#### Task details
Continue the blog post below on how banks make money, picking up right after its last sentence.

#### Selected excerpt

+++

How Banks Make Money And Why It's Shifting In 2021 | Nucoro (2024)
Nikolai Hack is Head of Strategy & Partnerships at Nucoro where one key aspect of his role is to keep a close eye on the developments within financial services. His recent focus has been to examine the market shift in realising the opportunity for financial institutions in moving savers into investors. In this blog, Nikolai explains the macro factors driving this change.
For the majority of our lives, the answer to the question“how does a bank make money” seemed to be an obvious no brainer. Accordingly, the definition of Commercial Banking on investopedia.com couldn’t be clearer:
Commercial banks make money by providing and earning interest from loans [...]. Customer deposits provide banks with the capital to make these loans.
Traditionally, money earned in the form of interest from loans often accounts for up to 65% of a banks’ revenue model. However, to anyone who has been paying attention to central bank activity and monetary policy across the world, this definition poses a somewhat puzzling picture.

+++

#### Provided material

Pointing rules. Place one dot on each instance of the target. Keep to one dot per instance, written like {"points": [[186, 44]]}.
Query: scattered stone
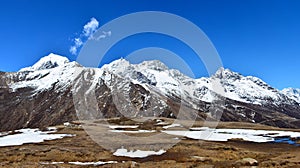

+++

#### Answer to the problem
Central bank interest rates have been in a decade long freefall and are now at unprecedented historical lows. While the Bank of England and the Fed are still holding rates just barely north of nil, in the Euro area, Switzerland and Japan, banks are already being charged to deposit money at their central bank.
The consequences for consumers and debtors generally are severe. On the one hand, in the Eurozone most notably, it has become the norm to find 10-year and longer term mortgages for less than 1% interest. Soaring real estate prices and an over-indebtedness of private households are the result. On the other hand, the annual yield even on fixed term deposits rarely goes over that same 1% threshold anymore. With saving being so unattractive, ever more money finds its way into other asset classes like sky high stocks and riskier bonds.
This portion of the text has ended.